Object location annotation data
====
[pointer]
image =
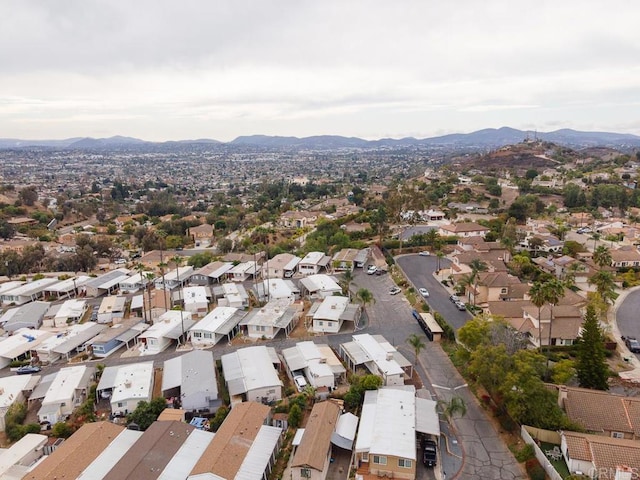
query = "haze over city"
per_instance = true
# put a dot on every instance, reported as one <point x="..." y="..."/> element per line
====
• SET PROBLEM: Update the rows by swapping "haze" for "fog" everywhere it appears, with everything else left as it is. Leave the pictures out of your answer.

• WRITTEN RESPONSE:
[pointer]
image =
query = "fog over city"
per_instance = true
# put a dot on every instance, reported as one <point x="..." y="..."/> element per line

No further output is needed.